**Input records**
===

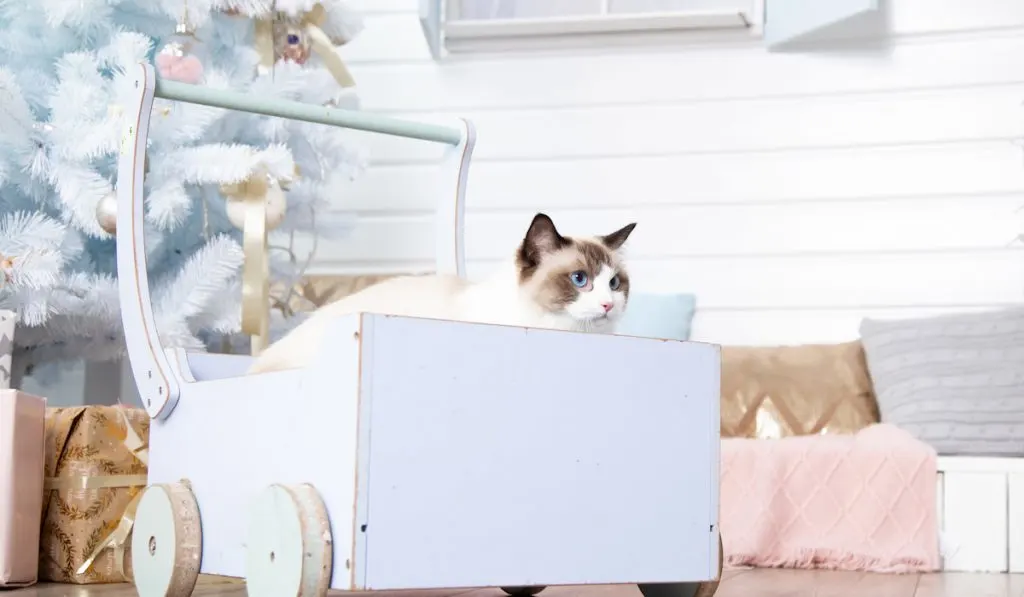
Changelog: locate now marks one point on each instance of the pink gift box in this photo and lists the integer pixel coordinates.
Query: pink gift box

===

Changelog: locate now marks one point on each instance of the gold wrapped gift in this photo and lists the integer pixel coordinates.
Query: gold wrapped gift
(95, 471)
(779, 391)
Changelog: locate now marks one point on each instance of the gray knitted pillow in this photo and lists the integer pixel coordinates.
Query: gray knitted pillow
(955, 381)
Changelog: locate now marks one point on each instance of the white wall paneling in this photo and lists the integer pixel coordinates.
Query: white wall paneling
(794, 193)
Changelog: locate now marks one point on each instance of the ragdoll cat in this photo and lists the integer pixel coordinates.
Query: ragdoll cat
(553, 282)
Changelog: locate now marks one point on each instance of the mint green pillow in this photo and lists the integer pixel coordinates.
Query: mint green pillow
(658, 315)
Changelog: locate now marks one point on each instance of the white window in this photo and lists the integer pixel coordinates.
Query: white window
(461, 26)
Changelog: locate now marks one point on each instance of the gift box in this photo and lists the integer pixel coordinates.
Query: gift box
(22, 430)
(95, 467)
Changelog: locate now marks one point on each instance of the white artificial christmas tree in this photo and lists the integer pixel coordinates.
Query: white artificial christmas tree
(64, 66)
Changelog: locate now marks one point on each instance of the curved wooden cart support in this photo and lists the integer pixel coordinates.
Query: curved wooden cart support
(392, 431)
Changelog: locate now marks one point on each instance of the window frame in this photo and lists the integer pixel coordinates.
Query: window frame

===

**Stated exercise**
Render the records as a JSON list of strings, one string per line and no blank lines, beginning at the line that contains "of the ragdoll" and stopping after the line that contains "Query: window frame".

**Exercise solution**
[
  "Changelog: locate now marks one point on each instance of the ragdoll cat in this photo and lists the integer pixel coordinates.",
  "Query: ragdoll cat",
  "(553, 282)",
  "Changelog: locate now marks one point on each instance of the mint green pillow in this photo and lists the integer pixel coordinates.",
  "Query: mint green pillow",
  "(658, 315)",
  "Changelog: locate now marks one point on each instance of the white window in this photo and lists the integer pixel coordinates.",
  "Query: white window",
  "(461, 26)",
  "Changelog: locate now marks one point on each instance of the gift box in this photo and lists the integer pixel coordinates.",
  "Query: gift box",
  "(22, 430)",
  "(95, 467)",
  "Changelog: locate now marks one point on each instance of the white artificial christmas tree in this photo and lists the integer pixel coordinates.",
  "Query: white artificial christmas tree",
  "(64, 66)",
  "Changelog: locate now marks one point on each instance of the curved wooden cart support in this photo and lists the integer pixel coordinates.",
  "Query: curved wooden cart support",
  "(392, 431)",
  "Changelog: locate now marks one point on each instance of the window frame in this photo and lists the integer pixel coordinates.",
  "Query: window frame"
]